**YOUR INSTRUCTIONS:**
Extend the forum discussion about trailer registration and roadworthiness testing, starting right after its last line.

**SOURCE DOCUMENT:**
↓

In france all trailers over 500kg need their own plates and insurance, THIS IS NOT an MOT and trailers do not need one, mind you motorbikes don,t need mot,s here. Its all about making us pay more, nothing to do with anything else, just more useless bits of paper.
m


----------



## Guest (Feb 1, 2008)

*More info*

I still don,t know exactly when this will come into force, but I am told later this year.
The authorities are still deciding which way to implement it and are leaving it very late, maybe there will be a postponement
I can confirm that there is to be 4 bands
1/ up to 750kg
2/ 750kg to 3.5ton (it says mainly non commercial trailers eg caravans and boat trailers.
3/ 3.5t to 10t
4/ over 10t.
I presume that these weights are gross.
I will update when I have more information


----------



## Deleted member 2636 (Feb 1, 2008)

It's a shame that Caravans do not have to have an MOT. They are just covered by the old "catch all" of being in a roadworthy condition.
Presumably, with the weight limits that ***** mentions, the funny little trailers sold by Halfrauds will be exempt.


----------



## Guest (Feb 1, 2008)

baloothebear said:


> It's a shame that Caravans do not have to have an MOT. They are just covered by the old "catch all" of being in a roadworthy condition.
> Presumably, with the weight limits that ***** mentions, the funny little trailers sold by Halfrauds will be exempt.

↑

**DATA EXTRACT:**
↓

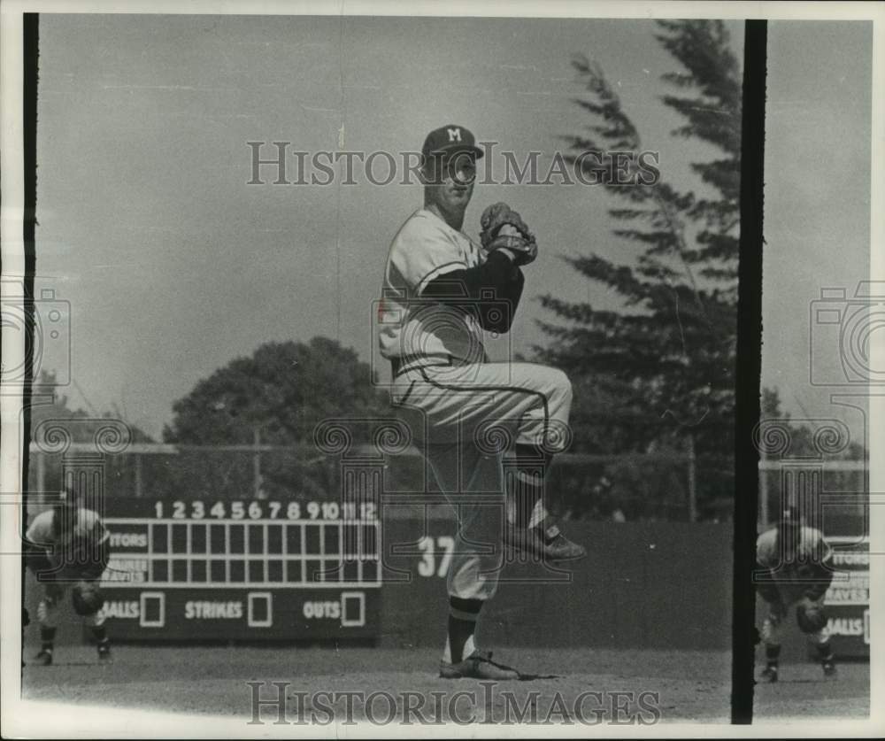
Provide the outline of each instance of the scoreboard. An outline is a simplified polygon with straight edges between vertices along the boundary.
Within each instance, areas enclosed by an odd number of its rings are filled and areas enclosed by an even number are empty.
[[[115,639],[372,638],[372,502],[108,498],[102,576]]]
[[[869,538],[827,536],[827,540],[833,547],[835,571],[824,599],[833,649],[837,658],[869,657]]]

↑

**ANSWER TO THIS PROBLEM:**
No exemption's, they will be in the up to 750kg


----------



## guerdeval (Feb 1, 2008)

I ;think' the regs in France relate to a 750kg cut off not 500kg. Nothing required under 750kg but plate required over, also there are no 3500kg trailers they are downplated to 'I think' 2990kg. Where it gets awkward is only French registered cars can tow French trailers, you cann't tow a French trailer with a UK reg car or vice versa. Same applies to caravans,thats why there are lots of tiny French ones under 750kg, no plate required. By the way what about all the home made ones?. I have a UK reg camper and a car trailer on which I carry a French reg Smart car but I couldn't tow the French car on a A frame so I will I guess need to register the trailer in UK.


----------



## Guest (Feb 1, 2008)

It is a harmonization of European transport laws & rules, predominantly aimed at the HGV,s, but it will include every trailer, including little box trailers under 750kg.
At the moment for example a Spanish truck can pull a French trailer and visa versa.
As I said, no exemptions, sorry


----------



## terry1956 (Feb 1, 2008)

*In answer*

Hi all, I am sure that it was 500kg in france and not 750kg, maybe wrong.But anyway it leaves me with a french car unable to tow my trailers due to them being uk makes,
Indespension who sale the hallmark rollercoaster boat trailers want £125 pounds for a cert, which in their own words, MAY do the job of getting a french plate. As to the home made trailers, I would think that if they are over 750kg then they would be need to be taken off the road.
Can anyone please tell me the point of this, as there is no mot or test, whats the point.
G when is this coming into force, do you know for sure.
m


----------



## terry1956 (Feb 1, 2008)

*In answer*

Hi again, yes it is 500kg in french, but 750kg in germany and the rest.
michael


----------



## Guest (Feb 1, 2008)

Hi Terry.
From what I have read it is intended to come into force later this year, but they are leaving it pretty damn late to do this!
It will cover all trailers and the company that I work for will be an issuing authority for HGV trailers.
They have not decided yet if retailers or manufacturers will register small private trailers, including caravans and boat trailers.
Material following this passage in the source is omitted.